## PROBLEM DESCRIPTION
Print the entries exactly; skip the pictures.

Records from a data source
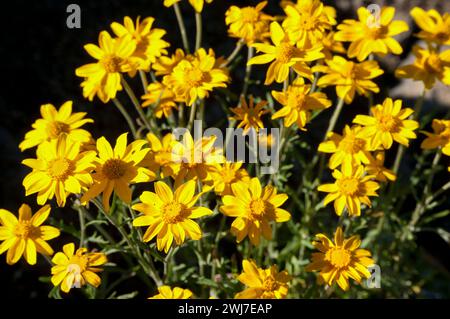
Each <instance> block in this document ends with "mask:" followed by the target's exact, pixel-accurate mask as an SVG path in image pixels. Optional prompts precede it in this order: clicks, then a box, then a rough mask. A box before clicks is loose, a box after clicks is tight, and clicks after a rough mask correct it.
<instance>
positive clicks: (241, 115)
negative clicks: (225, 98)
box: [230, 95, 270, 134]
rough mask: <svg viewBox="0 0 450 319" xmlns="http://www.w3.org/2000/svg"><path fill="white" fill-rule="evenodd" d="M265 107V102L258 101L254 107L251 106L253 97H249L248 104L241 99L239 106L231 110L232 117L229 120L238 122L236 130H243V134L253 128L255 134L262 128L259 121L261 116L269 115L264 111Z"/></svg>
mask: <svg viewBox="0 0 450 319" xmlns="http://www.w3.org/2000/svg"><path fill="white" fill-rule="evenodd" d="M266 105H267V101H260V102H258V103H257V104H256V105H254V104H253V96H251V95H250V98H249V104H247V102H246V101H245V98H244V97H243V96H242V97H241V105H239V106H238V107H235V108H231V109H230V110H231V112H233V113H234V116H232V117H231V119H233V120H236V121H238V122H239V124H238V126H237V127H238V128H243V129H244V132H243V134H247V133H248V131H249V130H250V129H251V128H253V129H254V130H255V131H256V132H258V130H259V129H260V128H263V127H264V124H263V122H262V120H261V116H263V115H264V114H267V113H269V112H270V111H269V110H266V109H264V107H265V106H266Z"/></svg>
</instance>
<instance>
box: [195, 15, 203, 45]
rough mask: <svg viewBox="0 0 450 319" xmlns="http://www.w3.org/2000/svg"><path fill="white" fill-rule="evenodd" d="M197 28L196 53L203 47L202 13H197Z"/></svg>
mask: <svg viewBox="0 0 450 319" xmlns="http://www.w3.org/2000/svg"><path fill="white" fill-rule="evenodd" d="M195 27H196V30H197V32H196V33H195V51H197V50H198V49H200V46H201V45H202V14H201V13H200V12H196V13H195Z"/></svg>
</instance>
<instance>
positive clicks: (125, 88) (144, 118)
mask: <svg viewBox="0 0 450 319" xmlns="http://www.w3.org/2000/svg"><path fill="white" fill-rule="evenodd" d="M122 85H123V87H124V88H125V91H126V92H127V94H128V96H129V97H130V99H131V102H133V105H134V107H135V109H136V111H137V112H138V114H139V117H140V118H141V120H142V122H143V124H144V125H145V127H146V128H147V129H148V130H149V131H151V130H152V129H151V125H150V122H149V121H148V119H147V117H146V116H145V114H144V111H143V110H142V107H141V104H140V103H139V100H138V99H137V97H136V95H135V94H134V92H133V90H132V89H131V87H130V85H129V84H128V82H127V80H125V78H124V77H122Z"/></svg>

## ANSWER FOR THIS EXERCISE
Each <instance> block in this document ends with "mask:" followed by the target's exact, pixel-accurate mask as an SVG path in image pixels. Optional prompts precede it in this order: clicks, then a box, then a rough mask. A box before clicks is loose, a box after clicks is tight, and clicks after a rough mask correct it.
<instance>
positive clicks: (241, 115)
negative clicks: (225, 98)
box: [230, 95, 270, 134]
rough mask: <svg viewBox="0 0 450 319" xmlns="http://www.w3.org/2000/svg"><path fill="white" fill-rule="evenodd" d="M265 107V102L258 101L254 107L251 106L253 97H249L248 104L241 99L239 106L231 110L232 117L229 120L238 122L236 130H243V134L253 128L255 134L262 128L259 121L261 116L269 115L264 111Z"/></svg>
mask: <svg viewBox="0 0 450 319" xmlns="http://www.w3.org/2000/svg"><path fill="white" fill-rule="evenodd" d="M266 105H267V101H260V102H258V103H257V104H256V105H254V104H253V96H251V95H250V98H249V104H247V102H246V101H245V98H244V97H243V96H242V97H241V105H239V106H238V107H235V108H231V109H230V110H231V112H233V113H234V116H232V117H231V119H233V120H236V121H238V122H239V124H238V126H237V127H238V128H243V129H244V132H243V134H247V133H248V131H249V130H250V129H251V128H253V129H254V130H255V131H256V132H258V130H259V129H260V128H263V127H264V124H263V122H262V120H261V116H263V115H264V114H267V113H269V112H270V111H269V110H266V109H264V107H265V106H266Z"/></svg>
</instance>
<instance>
box: [195, 15, 203, 45]
rough mask: <svg viewBox="0 0 450 319" xmlns="http://www.w3.org/2000/svg"><path fill="white" fill-rule="evenodd" d="M197 28L196 53L203 47L202 13H197Z"/></svg>
mask: <svg viewBox="0 0 450 319" xmlns="http://www.w3.org/2000/svg"><path fill="white" fill-rule="evenodd" d="M195 27H196V30H197V32H196V33H195V51H197V50H198V49H200V46H201V45H202V14H201V13H200V12H196V13H195Z"/></svg>
</instance>
<instance>
positive clicks: (125, 88) (144, 118)
mask: <svg viewBox="0 0 450 319" xmlns="http://www.w3.org/2000/svg"><path fill="white" fill-rule="evenodd" d="M122 85H123V87H124V88H125V91H126V92H127V94H128V96H129V97H130V99H131V102H133V105H134V107H135V109H136V111H137V112H138V114H139V117H140V118H141V120H142V122H143V124H144V125H145V127H146V128H147V129H148V130H149V131H151V130H152V129H151V125H150V122H149V121H148V119H147V117H146V116H145V114H144V111H143V110H142V107H141V104H140V103H139V100H138V99H137V97H136V95H135V94H134V92H133V90H132V89H131V87H130V85H129V84H128V82H127V80H125V78H124V77H122Z"/></svg>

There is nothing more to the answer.